GOAL OF THE EXERCISE ::
Search the records for the string "instance" and copy every line where it turns up.

======== SUPPLIED ENTRIES

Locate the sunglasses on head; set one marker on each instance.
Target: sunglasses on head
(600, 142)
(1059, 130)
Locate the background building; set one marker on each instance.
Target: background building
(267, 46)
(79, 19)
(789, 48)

================
======== SUPPLIED ENTRIES

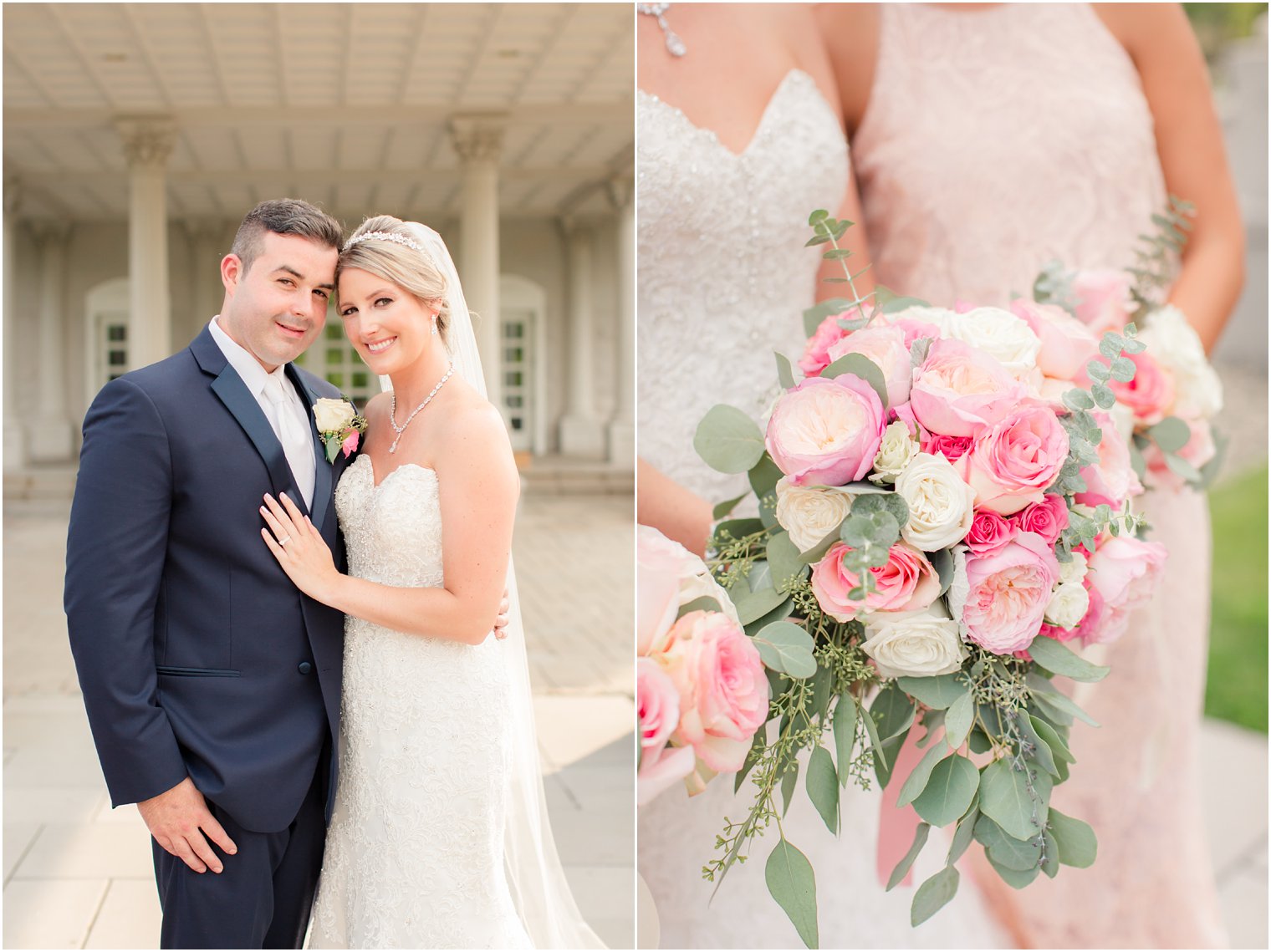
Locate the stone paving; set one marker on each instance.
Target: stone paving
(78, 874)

================

FINISHED TASK ::
Locate the sunglasses on head; set one marker on each instance.
Locate the background building; set one marker on each instance.
Locate the stone paving; set one marker on each instance.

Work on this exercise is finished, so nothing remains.